### [WORK INSTRUCTION]
Please print every record below exactly as it appears.

Referring expression data:
────────

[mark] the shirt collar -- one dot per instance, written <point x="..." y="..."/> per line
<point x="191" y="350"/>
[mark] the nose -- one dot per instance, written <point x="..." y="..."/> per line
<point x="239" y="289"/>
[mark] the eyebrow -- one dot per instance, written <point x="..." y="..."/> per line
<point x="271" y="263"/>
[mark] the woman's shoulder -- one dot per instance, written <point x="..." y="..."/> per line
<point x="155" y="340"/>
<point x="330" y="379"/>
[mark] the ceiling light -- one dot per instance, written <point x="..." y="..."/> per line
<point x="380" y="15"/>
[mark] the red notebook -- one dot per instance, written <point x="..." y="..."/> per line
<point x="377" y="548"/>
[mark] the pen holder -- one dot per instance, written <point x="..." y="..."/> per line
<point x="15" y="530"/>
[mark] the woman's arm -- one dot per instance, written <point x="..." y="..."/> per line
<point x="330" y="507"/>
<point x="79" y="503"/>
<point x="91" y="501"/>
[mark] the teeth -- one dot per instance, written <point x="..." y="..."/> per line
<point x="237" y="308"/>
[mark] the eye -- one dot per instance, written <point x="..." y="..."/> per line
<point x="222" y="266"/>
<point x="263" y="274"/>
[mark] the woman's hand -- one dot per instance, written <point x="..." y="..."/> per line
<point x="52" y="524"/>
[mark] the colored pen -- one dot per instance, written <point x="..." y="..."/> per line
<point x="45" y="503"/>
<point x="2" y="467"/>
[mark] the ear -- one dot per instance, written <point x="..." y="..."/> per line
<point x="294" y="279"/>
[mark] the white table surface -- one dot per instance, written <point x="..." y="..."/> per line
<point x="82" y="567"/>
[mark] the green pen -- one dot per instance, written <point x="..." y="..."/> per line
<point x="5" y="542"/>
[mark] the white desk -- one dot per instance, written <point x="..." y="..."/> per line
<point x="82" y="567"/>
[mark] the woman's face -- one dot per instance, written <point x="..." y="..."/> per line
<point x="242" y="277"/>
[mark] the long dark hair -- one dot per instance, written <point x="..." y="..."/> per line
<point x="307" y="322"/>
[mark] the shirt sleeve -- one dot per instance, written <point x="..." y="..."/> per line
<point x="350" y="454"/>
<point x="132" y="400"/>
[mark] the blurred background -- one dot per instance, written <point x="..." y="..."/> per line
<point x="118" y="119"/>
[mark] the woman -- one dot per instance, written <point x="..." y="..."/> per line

────────

### [WRITTEN REPLY]
[mark] the shirt collar -- one dot per instance, written <point x="..." y="..."/> per line
<point x="191" y="350"/>
[mark] the nose -- one dot per instance, written <point x="..." y="..."/> per line
<point x="239" y="289"/>
[mark] the eyebrow -- one dot per instance, written <point x="..." y="..."/> per line
<point x="271" y="263"/>
[mark] the woman's shoulder -- one dot per instance, written <point x="..." y="..."/> per line
<point x="155" y="340"/>
<point x="330" y="379"/>
[mark] the ceiling light -- one dot per instance, written <point x="..." y="..."/> per line
<point x="380" y="15"/>
[mark] the red notebook -- one dot per instance, written <point x="..." y="..."/> per line
<point x="377" y="548"/>
[mark] the pen holder -- one dot per instance, written <point x="..." y="..."/> per line
<point x="15" y="530"/>
[mark] the woman's arm -- one dot per instance, written <point x="..." y="..."/> per line
<point x="330" y="507"/>
<point x="79" y="503"/>
<point x="91" y="501"/>
[mark] the teeth -- one dot per instance, written <point x="..." y="..."/> per line
<point x="237" y="308"/>
[mark] the eye -- one dot per instance, written <point x="..." y="..."/> per line
<point x="222" y="266"/>
<point x="263" y="274"/>
[mark] the woman's hand -- one dot per instance, written <point x="..." y="..."/> per line
<point x="52" y="524"/>
[mark] the colored pen -- one dot per instance, written <point x="..." y="..."/> per line
<point x="45" y="503"/>
<point x="2" y="467"/>
[mark] the ear -- one dot per instance, written <point x="..." y="..."/> per line
<point x="294" y="279"/>
[mark] the white table surface -- one dot per instance, written <point x="..." y="..."/> per line
<point x="82" y="567"/>
[mark] the green pen -- one dot per instance, written <point x="..." y="..."/> per line
<point x="5" y="542"/>
[mark] the white desk -- one dot per instance, written <point x="..." y="..."/> per line
<point x="82" y="567"/>
[mark] the woman's face -- one dot per instance, written <point x="..." y="..."/> per line
<point x="242" y="277"/>
[mark] the long dark hair -- one dot per instance, written <point x="..." y="..."/> per line
<point x="307" y="322"/>
[mark] the shirt sleeve -- one dot per instance, written <point x="..." y="..."/> per line
<point x="350" y="454"/>
<point x="132" y="400"/>
[mark] the blurred background -- one dot per instance, written <point x="..." y="..."/> per line
<point x="118" y="119"/>
[mark] the woman -- one dot per instance, written <point x="..." y="..."/> per line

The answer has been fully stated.